# [Data for this task]
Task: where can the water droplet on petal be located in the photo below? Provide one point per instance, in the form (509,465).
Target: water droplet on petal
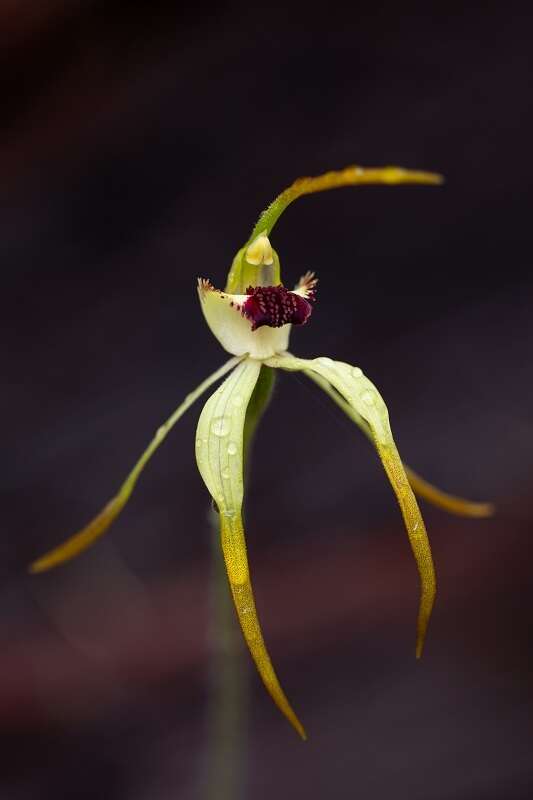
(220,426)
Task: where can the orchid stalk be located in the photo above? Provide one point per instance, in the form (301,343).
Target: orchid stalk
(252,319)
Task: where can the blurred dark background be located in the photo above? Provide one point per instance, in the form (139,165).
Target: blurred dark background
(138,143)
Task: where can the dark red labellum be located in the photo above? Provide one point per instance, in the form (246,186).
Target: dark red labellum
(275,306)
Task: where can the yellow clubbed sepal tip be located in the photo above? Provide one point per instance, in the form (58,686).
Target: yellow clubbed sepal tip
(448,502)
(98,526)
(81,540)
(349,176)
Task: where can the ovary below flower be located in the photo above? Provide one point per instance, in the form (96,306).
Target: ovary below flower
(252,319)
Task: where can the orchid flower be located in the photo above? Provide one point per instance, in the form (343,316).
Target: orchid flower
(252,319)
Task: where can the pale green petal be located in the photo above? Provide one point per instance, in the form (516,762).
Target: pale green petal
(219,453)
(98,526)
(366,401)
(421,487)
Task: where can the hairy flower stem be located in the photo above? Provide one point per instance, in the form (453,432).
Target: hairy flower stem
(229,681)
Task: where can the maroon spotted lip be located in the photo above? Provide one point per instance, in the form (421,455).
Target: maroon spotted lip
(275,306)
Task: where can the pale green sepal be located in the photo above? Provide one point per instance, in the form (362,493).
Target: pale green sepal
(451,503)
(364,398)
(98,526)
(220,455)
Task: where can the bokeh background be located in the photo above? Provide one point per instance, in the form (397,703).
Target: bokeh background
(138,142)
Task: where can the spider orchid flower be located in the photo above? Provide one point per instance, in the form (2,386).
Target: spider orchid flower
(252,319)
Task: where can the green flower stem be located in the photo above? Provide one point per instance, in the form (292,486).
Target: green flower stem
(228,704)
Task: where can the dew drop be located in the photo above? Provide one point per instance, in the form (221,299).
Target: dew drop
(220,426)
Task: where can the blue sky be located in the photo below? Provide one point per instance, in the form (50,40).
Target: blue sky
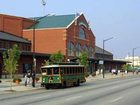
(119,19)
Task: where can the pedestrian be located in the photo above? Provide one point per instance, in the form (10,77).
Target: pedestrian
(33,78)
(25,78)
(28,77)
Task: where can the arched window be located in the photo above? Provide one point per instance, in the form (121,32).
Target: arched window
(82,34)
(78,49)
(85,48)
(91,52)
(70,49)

---

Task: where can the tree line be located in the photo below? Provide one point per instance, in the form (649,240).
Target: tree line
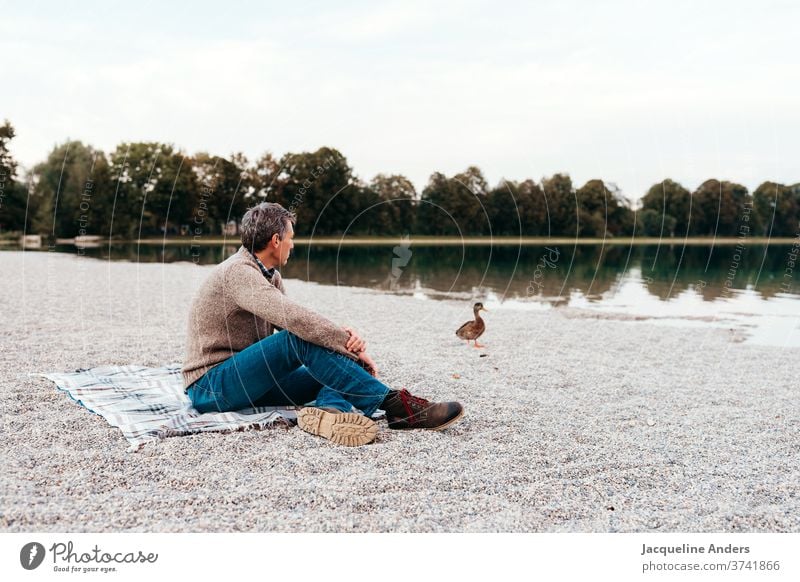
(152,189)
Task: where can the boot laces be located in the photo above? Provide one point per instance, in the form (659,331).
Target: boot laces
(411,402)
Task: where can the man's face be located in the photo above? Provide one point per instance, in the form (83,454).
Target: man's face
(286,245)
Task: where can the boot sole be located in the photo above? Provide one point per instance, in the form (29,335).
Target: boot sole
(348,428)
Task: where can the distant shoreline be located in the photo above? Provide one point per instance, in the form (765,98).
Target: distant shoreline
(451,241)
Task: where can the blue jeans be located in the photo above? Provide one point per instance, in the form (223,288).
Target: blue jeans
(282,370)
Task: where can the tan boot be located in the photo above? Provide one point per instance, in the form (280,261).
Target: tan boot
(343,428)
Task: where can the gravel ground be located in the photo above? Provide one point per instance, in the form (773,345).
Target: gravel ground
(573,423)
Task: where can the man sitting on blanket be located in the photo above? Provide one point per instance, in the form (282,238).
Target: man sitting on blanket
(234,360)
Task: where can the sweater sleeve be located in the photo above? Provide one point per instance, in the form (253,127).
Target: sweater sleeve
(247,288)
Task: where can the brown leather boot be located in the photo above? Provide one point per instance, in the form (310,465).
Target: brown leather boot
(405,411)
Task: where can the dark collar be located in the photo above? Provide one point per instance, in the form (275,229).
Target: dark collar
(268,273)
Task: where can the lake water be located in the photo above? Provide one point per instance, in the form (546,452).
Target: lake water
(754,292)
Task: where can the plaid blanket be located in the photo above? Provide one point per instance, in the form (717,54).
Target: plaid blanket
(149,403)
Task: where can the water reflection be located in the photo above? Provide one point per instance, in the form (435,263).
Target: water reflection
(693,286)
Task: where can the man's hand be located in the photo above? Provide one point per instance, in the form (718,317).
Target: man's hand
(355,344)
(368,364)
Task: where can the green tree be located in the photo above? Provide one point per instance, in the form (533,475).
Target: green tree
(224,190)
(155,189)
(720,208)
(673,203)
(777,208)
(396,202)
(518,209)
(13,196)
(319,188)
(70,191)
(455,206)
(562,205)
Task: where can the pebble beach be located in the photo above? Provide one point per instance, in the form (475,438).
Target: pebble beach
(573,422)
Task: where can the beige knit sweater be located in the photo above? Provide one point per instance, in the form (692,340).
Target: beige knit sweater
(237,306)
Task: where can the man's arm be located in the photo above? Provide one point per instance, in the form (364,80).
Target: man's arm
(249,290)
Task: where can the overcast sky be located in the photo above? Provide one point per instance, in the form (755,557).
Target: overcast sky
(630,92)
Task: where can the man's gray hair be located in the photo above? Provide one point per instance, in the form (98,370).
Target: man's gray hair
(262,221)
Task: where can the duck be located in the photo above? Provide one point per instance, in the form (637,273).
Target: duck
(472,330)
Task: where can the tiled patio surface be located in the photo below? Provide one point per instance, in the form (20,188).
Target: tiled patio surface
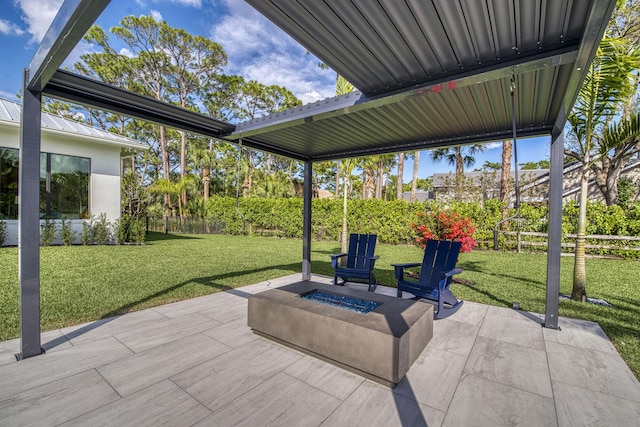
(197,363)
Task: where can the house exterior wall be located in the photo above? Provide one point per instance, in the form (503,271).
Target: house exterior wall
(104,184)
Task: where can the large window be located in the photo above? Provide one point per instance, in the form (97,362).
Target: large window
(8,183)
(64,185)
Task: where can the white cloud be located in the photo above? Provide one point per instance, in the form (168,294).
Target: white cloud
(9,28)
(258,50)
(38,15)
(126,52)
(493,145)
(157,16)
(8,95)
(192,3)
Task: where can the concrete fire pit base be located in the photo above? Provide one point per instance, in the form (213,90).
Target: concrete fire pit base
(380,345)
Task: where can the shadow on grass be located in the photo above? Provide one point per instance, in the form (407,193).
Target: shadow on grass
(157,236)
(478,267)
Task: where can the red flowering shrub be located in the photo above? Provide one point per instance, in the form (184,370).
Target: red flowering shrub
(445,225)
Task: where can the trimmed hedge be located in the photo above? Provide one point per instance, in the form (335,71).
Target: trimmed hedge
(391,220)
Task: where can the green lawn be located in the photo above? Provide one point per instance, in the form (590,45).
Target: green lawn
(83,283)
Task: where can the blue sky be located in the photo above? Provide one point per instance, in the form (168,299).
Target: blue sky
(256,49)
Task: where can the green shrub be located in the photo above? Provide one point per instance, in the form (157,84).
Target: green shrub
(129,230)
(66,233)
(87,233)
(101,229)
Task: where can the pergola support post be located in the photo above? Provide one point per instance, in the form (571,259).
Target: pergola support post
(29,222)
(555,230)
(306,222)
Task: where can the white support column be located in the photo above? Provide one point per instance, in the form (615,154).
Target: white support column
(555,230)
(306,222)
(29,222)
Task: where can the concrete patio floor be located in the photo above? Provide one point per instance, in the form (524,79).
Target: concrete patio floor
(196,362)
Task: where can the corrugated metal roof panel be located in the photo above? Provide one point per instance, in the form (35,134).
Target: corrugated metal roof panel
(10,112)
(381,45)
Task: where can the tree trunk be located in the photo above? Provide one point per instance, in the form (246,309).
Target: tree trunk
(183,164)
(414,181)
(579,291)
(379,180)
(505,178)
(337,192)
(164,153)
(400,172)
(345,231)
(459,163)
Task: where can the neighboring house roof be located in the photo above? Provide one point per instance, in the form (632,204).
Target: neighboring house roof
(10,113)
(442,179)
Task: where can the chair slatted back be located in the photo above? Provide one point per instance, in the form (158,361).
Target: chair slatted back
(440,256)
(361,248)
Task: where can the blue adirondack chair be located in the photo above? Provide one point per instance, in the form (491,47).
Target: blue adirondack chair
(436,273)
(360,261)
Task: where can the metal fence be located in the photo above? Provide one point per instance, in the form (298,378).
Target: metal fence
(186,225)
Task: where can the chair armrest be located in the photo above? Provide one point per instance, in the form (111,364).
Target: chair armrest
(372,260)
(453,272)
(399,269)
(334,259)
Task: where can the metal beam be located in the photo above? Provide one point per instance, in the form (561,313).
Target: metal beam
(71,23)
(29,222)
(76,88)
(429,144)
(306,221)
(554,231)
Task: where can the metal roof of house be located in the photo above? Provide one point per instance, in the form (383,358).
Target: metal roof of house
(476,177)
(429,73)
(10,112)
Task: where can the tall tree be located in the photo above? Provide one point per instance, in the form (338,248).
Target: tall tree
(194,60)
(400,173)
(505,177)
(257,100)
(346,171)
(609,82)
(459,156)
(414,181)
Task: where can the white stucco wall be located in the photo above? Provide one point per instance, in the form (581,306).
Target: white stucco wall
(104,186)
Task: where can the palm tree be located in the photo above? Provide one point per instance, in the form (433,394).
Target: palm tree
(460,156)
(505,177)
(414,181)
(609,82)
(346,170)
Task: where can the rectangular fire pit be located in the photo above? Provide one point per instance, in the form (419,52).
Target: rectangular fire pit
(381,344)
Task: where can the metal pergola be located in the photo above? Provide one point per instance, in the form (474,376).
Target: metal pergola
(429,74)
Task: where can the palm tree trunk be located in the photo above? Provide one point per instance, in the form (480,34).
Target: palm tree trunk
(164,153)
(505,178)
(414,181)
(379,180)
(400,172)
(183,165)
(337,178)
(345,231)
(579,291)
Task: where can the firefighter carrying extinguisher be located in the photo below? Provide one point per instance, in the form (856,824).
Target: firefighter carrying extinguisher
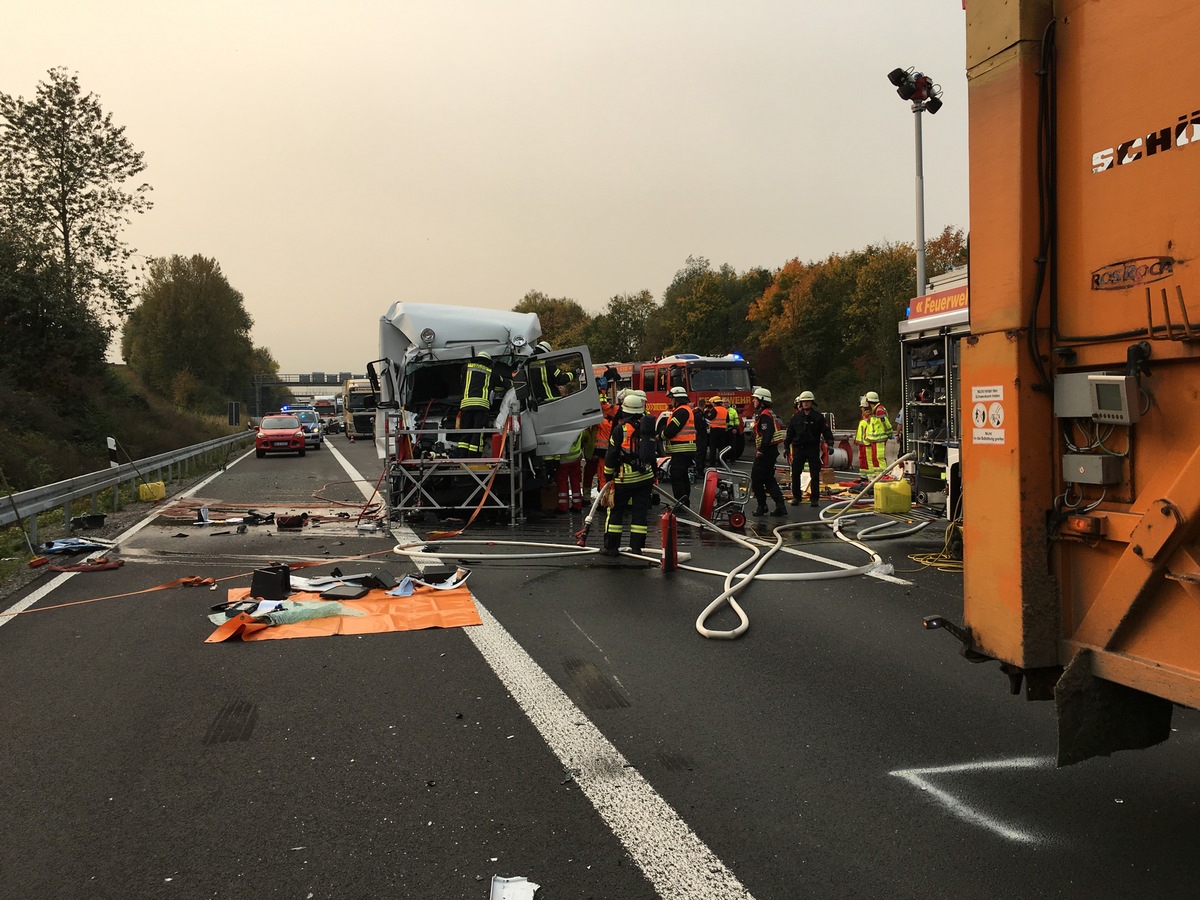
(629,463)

--

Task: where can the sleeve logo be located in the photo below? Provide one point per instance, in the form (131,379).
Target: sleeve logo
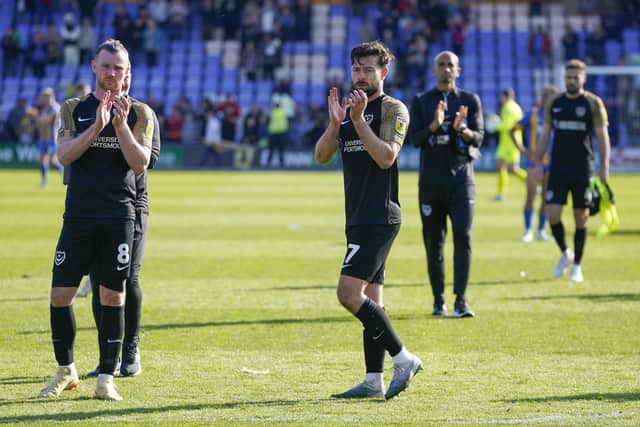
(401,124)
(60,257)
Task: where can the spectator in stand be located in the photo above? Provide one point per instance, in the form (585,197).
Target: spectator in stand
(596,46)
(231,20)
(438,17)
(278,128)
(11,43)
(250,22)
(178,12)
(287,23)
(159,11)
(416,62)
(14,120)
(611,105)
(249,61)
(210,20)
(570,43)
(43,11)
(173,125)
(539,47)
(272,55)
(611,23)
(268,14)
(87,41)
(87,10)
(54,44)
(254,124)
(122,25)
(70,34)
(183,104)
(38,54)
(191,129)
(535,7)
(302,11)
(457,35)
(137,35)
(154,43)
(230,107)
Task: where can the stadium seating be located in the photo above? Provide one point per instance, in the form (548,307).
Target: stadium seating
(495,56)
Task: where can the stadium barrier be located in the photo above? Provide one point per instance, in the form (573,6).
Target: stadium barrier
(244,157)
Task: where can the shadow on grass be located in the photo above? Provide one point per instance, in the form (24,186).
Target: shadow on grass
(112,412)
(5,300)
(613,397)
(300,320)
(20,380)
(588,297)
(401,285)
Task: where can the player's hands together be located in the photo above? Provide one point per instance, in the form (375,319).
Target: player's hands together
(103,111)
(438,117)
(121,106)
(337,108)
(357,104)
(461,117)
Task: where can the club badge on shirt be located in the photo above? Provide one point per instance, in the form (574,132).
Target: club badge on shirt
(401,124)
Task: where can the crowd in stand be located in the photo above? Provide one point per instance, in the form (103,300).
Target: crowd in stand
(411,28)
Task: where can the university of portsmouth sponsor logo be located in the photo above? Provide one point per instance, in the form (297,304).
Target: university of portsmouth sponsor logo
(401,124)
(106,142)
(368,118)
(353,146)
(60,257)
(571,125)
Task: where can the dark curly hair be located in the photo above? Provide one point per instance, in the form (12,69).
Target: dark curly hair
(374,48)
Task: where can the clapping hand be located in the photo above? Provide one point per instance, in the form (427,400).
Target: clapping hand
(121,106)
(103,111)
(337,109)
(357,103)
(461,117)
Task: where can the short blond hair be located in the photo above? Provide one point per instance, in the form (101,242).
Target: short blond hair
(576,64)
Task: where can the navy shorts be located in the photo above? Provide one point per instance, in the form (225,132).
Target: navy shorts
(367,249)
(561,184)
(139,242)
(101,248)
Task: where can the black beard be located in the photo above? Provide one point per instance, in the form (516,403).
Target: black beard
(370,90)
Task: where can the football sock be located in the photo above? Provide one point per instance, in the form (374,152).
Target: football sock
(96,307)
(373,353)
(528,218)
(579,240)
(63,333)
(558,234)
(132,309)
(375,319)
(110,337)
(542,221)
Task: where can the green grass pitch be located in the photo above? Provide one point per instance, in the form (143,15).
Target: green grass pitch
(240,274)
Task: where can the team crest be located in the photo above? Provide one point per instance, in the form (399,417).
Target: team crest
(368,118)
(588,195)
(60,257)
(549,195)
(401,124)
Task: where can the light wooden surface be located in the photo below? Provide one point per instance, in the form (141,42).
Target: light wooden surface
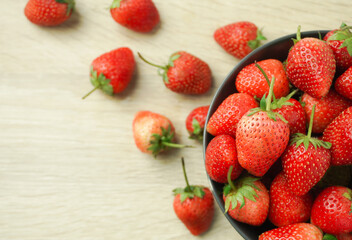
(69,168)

# [Instructions for the task]
Pull out each line above that contains the word "tall", and copy it in full.

# [Solution below]
Task: where can the tall tree be located in the photo above? Provide one point per instance, in the form (338,248).
Target: tall tree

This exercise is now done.